- **Given passage**
This article originally appeared in The Madtech Brief, our second print edition of 2019.

Madtech 200The technology of the day is of vital importance to marketers. It doesn’t just define how we make what we sell, it defines how we connect with those we sell to. Modern marketing has only been around for a little over 100 years.

What many believe to be the first academic course in marketing appeared at the University of Michigan in 1902, perfectly timed for revolutions, first in transport then in mass communications. The immediacy and intimacy of radio joined newspapers and, shortly after, TV was added to create the perfect cohort of mass production and mass communication. Communications technology created modern marketing.

Marketing used to pride itself on being a profession which had a tight grip on its tools of trade. Marketers knew how to use them, to the point at which being able to understand the art of media was what made you a marketer. In some ways marketing was a commercial guild, members of which knew things few any in other industries understood. On the top of that list were the modern forms of communications. Talking to and persuading consumers through mainstream media was where the game was won and lost. In the TV mass media era of marketing, the gig was mostly about advertising – your job was to sell what the company could make, rather than make something it could sell.

Given the consumer-centricity of marketing, TV was a technological gift that most big companies adopted early. The perfect fit for selling to the masses. Only the biggest firms could afford to advertise. Only the biggest firms made things most people needed, or should we say, could be convinced they needed. Commercials for cars, groceries, travel and finance blasted into every loungeroom 30 seconds at a time. The post-World War II era was like an oil well for marketers. Those who tapped into it had flowing profits for half a century. The biggest brands the world had ever seen were built on this single platform. If you made a product that most people would consume, you could work at a scale that others could not.

The ideas of ‘mass’ led to the emergence of the TV industrial complex. Mass manufacturing produced low mass market prices, which led to distribution in mass market retailers, which could justify mass market advertising. The more you made, the cheaper the products became, the more big brands could advertise, creating a virtuous circle. A shampoo strategy if you like – rinse and repeat. The focus of big brands was really all about big media. ‘Niche’ barely existed. It was one-size-fits-all, funded by marketers who had access to – and quasi-control of – consumer attention. It was a very tactical game of ideas, taglines and incremental change. New bumper bars on what was essentially the same car became an all-important launch campaign for next year.

- **Task to carry out**
Please reproduce everything in the marketing history passage word for word, from "This article originally" down to "created modern marketing.".

- **Listed records**
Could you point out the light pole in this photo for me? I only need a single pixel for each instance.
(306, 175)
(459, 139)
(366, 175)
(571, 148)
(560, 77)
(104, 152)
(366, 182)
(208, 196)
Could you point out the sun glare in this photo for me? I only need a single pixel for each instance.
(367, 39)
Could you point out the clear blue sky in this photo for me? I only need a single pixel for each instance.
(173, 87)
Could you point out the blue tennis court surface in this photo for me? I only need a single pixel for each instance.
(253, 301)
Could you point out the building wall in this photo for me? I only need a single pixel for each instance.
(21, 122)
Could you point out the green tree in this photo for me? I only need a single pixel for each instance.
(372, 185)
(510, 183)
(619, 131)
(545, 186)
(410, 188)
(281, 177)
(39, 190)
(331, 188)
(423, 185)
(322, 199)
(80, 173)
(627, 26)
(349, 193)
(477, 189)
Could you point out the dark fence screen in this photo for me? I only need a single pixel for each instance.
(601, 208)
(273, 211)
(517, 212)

- **Solution to this problem**
This article originally appeared in The Madtech Brief, our second print edition of 2019.

Madtech 200The technology of the day is of vital importance to marketers. It doesn’t just define how we make what we sell, it defines how we connect with those we sell to. Modern marketing has only been around for a little over 100 years.

What many believe to be the first academic course in marketing appeared at the University of Michigan in 1902, perfectly timed for revolutions, first in transport then in mass communications. The immediacy and intimacy of radio joined newspapers and, shortly after, TV was added to create the perfect cohort of mass production and mass communication. Communications technology created modern marketing.